I remember this day clearly as it was my first attempt at a proper pudding. I ended up close to tears at the state of this monstrosity, which I can still taste now if I think about it. Still, it didn't put me off, and I continue to try, but fail, at increasingly complex recipes. One day I WILL be a domestic goddess to rival Nigella...

Friday 29 July 2011

In the beginning there was fire

Hello
Thankyou for visiting me as I begin my latest project/fad/attempt at being multi talented.  This is my account of being a working mum who tries very hard to be a domestic goddess but gets it a bit wrong.

I didn't learn to cook until I left home at 19. Until that point I believed all food stuffs came out of a tin or a box; my mum was the queen of convenience food way before the concept was even properly invented. I remember poking mysterious, polystyreney "noodles" from of a box around my plate, convinced they were space food. Even now she will amaze me with her inability/refusal to cook anything fresh, and recently phoned me up to say how wonderful it was that Iceland had started selling bags of scrambled egg that were microwave ready in 2 minutes.

I almost burned the school down down at 13 during a home economics class. We were instructed to make a gooseberry fool, and I was concentrating so hard on pureeing my fruit in a large industrial looking blender that I completely forgot about the custard I had left on the hob. Five minutes later the class had to be evacuated from the room while smoke and flames billowed up from the shrivelled, coal like substance that was once meant to be creme anglaise. Five years later I almost killed my best friend by attempting to cook her chips- essentially raw slices of potato shallow fried in oil and water. Again, there were flames.
-*-*-
Work task 1:
Answer these questions using the blog post about learning to cook. Write each answer on its own line, marked (a), (b) and (c).
(a) At what age did the writer learn to cook?
(b) What dish was the home economics class making when the custard caught fire?
(c) What product did the writer's mother phone to praise Iceland for selling?
Work task 2:
In the blog post about learning to cook, some words are joined by slashes. List every word or phrase that appears on either side of a slash.
Work task 3:
Continue the blog post about learning to cook, starting after its final sentence.

Extracted entries:
-*-*-
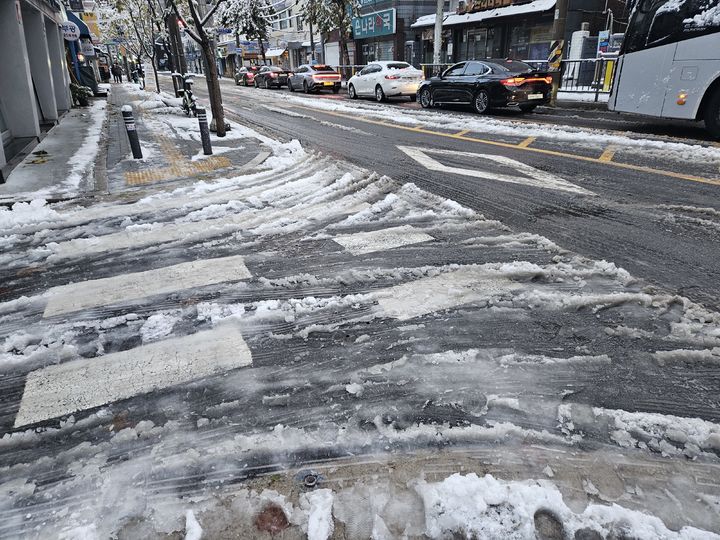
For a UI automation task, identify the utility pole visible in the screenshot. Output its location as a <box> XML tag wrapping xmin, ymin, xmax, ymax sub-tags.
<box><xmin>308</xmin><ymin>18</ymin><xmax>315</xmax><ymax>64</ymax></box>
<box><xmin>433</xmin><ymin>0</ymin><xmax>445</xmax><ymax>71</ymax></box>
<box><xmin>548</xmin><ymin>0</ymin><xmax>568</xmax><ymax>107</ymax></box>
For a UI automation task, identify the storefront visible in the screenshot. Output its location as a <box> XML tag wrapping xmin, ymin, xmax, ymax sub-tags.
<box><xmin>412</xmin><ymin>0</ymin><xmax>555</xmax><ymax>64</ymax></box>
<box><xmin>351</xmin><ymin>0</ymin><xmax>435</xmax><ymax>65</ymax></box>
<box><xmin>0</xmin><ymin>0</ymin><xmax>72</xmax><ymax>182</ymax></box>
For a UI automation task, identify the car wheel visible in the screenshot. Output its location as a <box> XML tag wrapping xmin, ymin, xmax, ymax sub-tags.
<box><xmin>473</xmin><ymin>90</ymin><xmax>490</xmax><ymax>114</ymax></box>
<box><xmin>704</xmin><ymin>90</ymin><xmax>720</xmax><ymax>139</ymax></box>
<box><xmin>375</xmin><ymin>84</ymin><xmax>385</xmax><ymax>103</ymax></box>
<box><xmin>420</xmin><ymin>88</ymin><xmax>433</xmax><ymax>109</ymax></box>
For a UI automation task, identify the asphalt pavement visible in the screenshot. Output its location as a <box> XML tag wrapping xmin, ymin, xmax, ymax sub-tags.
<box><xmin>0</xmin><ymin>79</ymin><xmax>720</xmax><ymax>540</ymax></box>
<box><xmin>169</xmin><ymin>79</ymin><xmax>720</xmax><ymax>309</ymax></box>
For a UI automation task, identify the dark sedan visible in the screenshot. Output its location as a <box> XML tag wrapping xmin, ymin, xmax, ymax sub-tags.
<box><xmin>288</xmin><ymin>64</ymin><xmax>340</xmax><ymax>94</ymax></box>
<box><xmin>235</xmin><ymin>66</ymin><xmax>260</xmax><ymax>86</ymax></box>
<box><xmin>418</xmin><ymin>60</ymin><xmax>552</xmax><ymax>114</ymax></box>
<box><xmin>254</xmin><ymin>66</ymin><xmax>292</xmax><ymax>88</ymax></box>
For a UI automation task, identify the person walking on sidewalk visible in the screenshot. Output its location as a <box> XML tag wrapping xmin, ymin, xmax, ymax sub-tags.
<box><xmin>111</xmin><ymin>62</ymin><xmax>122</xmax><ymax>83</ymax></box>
-*-*-
Result 1:
(a) At 19, after leaving home.
(b) A gooseberry fool.
(c) Bags of scrambled egg that were microwave ready in 2 minutes.

Result 2:
- project
- fad
- attempt at being multi talented
- inability
- refusal

Result 3:
Because of this dubious start in gastronomic life, I was determined that in adulthood I would only ever cook proper, fresh food myself, and pride myself on the fact that no matter how hard you look, you'll never find a jar of ragu or sweet and sour in my house. When Rosie was born 8 years ago I was even more determined to become a domestic goddess , and the kitchen is full of cookery books and "homely" items like scales and gingham curtains. As a working mum and part of the "have it all" generation I feel a need to try harder than the other mothers at the school gates, most of whom don't work and have immaculate houses.     

I am now a pretty good cook of almost anything savoury, and my macaroni cheese with leeks and bacon is legendary within the culinary hot spot that is Aylesbury (look it up). I love cooking and find it relaxing and therapeutic, but all feelings of calm and relaxation leave me if I attempt to enter the scientific world of baking. Whenever I attempt anything vaguely cakey, biscuity or sconey I end up feeling murderous and close to insanity, standing in my once clean kitchen red faced, demon eyed and covered in flour. If I try to cook biscuits they end up cakey, cakes turn out biscuity, and if I attempt to get clever and reverse the process I just end up with something that looks like it's been dug up.

The point of this blog is to share my daily battles with domesticity, and remind working mums that it's ok to be a little bit imperfect. I will be sharing recipes, along the way that you may have more success with than I- and hopefully there will be a few laughs too.